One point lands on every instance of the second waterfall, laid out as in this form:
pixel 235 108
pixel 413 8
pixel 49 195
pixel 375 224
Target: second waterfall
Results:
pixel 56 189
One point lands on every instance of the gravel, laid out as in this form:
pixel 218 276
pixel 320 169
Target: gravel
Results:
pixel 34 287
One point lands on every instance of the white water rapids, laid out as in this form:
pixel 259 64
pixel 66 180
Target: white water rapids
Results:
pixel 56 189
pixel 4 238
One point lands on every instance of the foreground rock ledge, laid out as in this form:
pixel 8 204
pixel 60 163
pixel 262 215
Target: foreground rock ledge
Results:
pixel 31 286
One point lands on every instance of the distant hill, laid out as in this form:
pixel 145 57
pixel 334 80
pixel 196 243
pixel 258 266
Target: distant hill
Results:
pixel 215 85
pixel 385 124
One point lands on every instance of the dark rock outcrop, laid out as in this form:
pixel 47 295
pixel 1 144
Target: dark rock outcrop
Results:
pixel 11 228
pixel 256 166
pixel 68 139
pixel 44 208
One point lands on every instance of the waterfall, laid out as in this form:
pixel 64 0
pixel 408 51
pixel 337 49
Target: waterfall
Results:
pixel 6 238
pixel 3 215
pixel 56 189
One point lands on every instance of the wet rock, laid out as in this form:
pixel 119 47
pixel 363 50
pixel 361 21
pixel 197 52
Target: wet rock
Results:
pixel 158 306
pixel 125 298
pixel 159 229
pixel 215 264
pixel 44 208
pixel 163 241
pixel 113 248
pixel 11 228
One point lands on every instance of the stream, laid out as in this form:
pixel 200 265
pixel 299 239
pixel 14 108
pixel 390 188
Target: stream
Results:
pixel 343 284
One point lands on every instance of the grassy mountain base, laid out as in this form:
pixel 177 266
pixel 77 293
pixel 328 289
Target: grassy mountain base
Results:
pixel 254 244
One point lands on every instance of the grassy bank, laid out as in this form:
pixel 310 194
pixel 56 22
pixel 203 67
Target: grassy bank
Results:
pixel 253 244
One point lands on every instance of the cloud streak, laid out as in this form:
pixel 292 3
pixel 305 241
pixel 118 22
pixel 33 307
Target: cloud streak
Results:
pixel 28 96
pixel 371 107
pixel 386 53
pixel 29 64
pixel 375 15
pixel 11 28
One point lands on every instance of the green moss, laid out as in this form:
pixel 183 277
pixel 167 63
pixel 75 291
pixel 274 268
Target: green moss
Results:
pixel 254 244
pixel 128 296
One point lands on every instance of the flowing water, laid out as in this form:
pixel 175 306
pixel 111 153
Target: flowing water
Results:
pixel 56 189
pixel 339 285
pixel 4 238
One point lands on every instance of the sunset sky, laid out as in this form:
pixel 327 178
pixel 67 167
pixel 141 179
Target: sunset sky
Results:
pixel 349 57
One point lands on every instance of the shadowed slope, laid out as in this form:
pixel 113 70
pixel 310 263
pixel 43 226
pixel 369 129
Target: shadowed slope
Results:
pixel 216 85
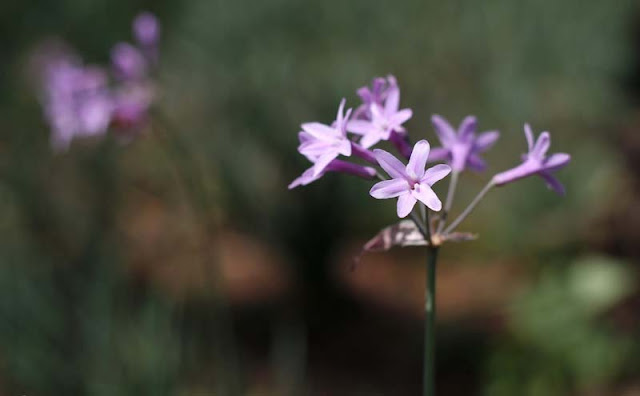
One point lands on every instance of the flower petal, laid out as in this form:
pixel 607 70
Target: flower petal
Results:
pixel 553 183
pixel 392 102
pixel 467 128
pixel 390 164
pixel 435 174
pixel 485 140
pixel 359 127
pixel 323 161
pixel 542 145
pixel 370 139
pixel 418 160
pixel 529 135
pixel 476 163
pixel 340 115
pixel 439 154
pixel 427 196
pixel 401 117
pixel 446 133
pixel 304 179
pixel 406 202
pixel 318 130
pixel 389 189
pixel 556 161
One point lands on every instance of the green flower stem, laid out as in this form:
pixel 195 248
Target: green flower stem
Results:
pixel 430 324
pixel 453 183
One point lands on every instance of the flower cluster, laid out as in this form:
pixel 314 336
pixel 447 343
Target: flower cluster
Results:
pixel 82 100
pixel 379 118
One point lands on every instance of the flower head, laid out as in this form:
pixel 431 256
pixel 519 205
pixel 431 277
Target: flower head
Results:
pixel 461 148
pixel 536 162
pixel 410 183
pixel 75 98
pixel 383 120
pixel 376 94
pixel 128 62
pixel 336 165
pixel 322 143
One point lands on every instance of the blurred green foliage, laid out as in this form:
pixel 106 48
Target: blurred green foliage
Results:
pixel 237 78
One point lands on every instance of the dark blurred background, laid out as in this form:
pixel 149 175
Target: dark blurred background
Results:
pixel 111 285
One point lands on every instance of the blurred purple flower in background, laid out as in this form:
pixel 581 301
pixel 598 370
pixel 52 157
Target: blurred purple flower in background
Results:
pixel 410 183
pixel 535 162
pixel 75 97
pixel 322 144
pixel 146 30
pixel 336 165
pixel 383 119
pixel 380 88
pixel 132 65
pixel 81 101
pixel 461 148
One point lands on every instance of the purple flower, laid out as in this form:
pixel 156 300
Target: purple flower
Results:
pixel 322 143
pixel 75 98
pixel 384 120
pixel 336 165
pixel 146 29
pixel 410 183
pixel 535 162
pixel 377 94
pixel 128 62
pixel 462 148
pixel 134 94
pixel 131 103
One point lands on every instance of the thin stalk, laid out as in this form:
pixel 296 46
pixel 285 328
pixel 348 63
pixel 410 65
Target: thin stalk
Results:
pixel 469 208
pixel 429 386
pixel 453 184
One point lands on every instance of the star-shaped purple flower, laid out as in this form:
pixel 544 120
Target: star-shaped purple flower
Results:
pixel 462 148
pixel 376 94
pixel 410 183
pixel 535 162
pixel 383 122
pixel 75 97
pixel 322 143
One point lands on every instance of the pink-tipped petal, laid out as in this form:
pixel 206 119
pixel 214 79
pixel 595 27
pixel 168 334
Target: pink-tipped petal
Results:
pixel 439 154
pixel 359 127
pixel 529 135
pixel 392 103
pixel 553 183
pixel 322 162
pixel 467 128
pixel 427 196
pixel 340 114
pixel 435 174
pixel 370 140
pixel 542 145
pixel 556 161
pixel 390 164
pixel 304 179
pixel 401 117
pixel 389 189
pixel 445 131
pixel 318 130
pixel 406 202
pixel 418 160
pixel 485 140
pixel 476 163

__EXERCISE AIM__. Starting at the line with "pixel 292 3" and ending at the line with "One point lands on every instance of the flowing", print each line of the listing above exactly, with no other lines.

__SOLVED PROBLEM__.
pixel 292 3
pixel 305 241
pixel 118 22
pixel 33 307
Target: cloud streak
Results:
pixel 28 96
pixel 371 107
pixel 386 53
pixel 29 64
pixel 375 15
pixel 11 28
One point lands on every instance of the green moss, laid out as in this form:
pixel 183 277
pixel 167 63
pixel 75 291
pixel 274 268
Target: green moss
Results:
pixel 254 244
pixel 128 296
One point lands on every instance of the flowing water, laid out as in this form:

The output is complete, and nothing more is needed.